> **Text section**
** Start **
It’s time to face a tough reality: pumpkin spice flavoring is one of the leading causes of climate change. It requires a great deal of resources from all over the world in order to create that special blend of flavors that white girls love so much. Research has shown that the sheer quantity of pumpkin spice flavoring demanded around the fall season has led to an increase in CO2 emissions from food distributors by over 12% annually.
This trend begins far up the pumpkin spice supply chain in the rainforests of Sri Lanka. In order to cultivate the cinnamon, the main ingredient in pumpkin spice, branches are trimmed from Cinnamomum Verum trees. Due to the increasing popularity of this basic bitch beverage, the local peoples have been forced to forego nearly all other forms of agriculture in favor of cinnamon cultivation. This monoculture has devastated the local economies and has caused natural intake of CO2 to decrease by estimates of roughly 31% in just the last 5 years.
** End **
[Records from a collection]
** Start **
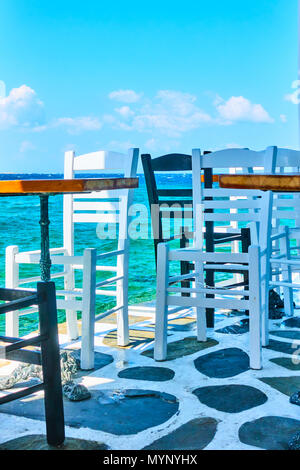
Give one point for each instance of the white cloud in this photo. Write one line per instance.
(283, 117)
(125, 96)
(73, 125)
(125, 111)
(238, 108)
(21, 108)
(170, 113)
(294, 97)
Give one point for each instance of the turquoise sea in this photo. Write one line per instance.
(19, 225)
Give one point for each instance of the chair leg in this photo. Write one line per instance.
(71, 315)
(161, 320)
(200, 311)
(54, 411)
(255, 313)
(88, 309)
(122, 298)
(12, 282)
(287, 275)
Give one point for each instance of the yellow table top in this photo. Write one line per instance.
(278, 183)
(64, 186)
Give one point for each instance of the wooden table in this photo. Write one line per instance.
(46, 188)
(45, 298)
(278, 183)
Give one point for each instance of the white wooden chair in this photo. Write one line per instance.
(285, 267)
(101, 208)
(257, 209)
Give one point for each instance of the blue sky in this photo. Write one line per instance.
(163, 76)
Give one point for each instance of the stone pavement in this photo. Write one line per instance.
(204, 396)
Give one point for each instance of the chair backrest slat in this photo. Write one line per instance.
(98, 207)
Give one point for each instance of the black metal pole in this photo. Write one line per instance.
(54, 411)
(45, 262)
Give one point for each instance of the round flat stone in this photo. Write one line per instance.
(194, 435)
(287, 363)
(224, 363)
(280, 346)
(155, 374)
(238, 328)
(230, 398)
(133, 411)
(39, 442)
(286, 334)
(286, 385)
(183, 347)
(269, 432)
(293, 322)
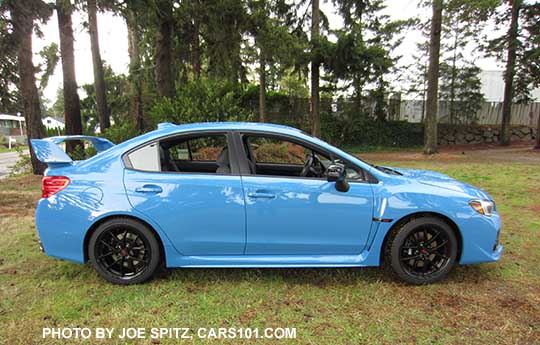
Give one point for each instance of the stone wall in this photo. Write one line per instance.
(462, 135)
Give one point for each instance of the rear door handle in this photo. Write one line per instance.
(149, 189)
(261, 195)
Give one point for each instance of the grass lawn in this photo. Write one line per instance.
(488, 303)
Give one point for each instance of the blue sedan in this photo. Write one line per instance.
** End **
> **Required work**
1. How would you render this sentence from the text on pumpkin spice in Spanish: "In order to cultivate the cinnamon, the main ingredient in pumpkin spice, branches are trimmed from Cinnamomum Verum trees."?
2. Could you write the next part of the text on pumpkin spice, picking up after its final sentence?

> **In response**
1. Para cultivar la canela, el ingrediente principal de la mezcla pumpkin spice, se cortan ramas de los árboles de Cinnamomum Verum.

2.
And with Whiteclaw recently announcing its new line of pumpkin spice seltzer, the effects of this crisis are only expected to worsen. Experts suggest that by 2035, the global temperature could rise by 1.1 degrees celsius solely due to pumpkin spice related causes.
When asked for comment on the situation, College junior Brittani Kelly said, “Sometimes that’s just the price to pay for a good latte. Besides, it’s not like I’m going to Sri Lanka anytime soon. I heard the beaches there don’t even have good backgrounds for Instagram.” It’s safe to say that the pumpkin spice problem will not be resolving itself anytime soon.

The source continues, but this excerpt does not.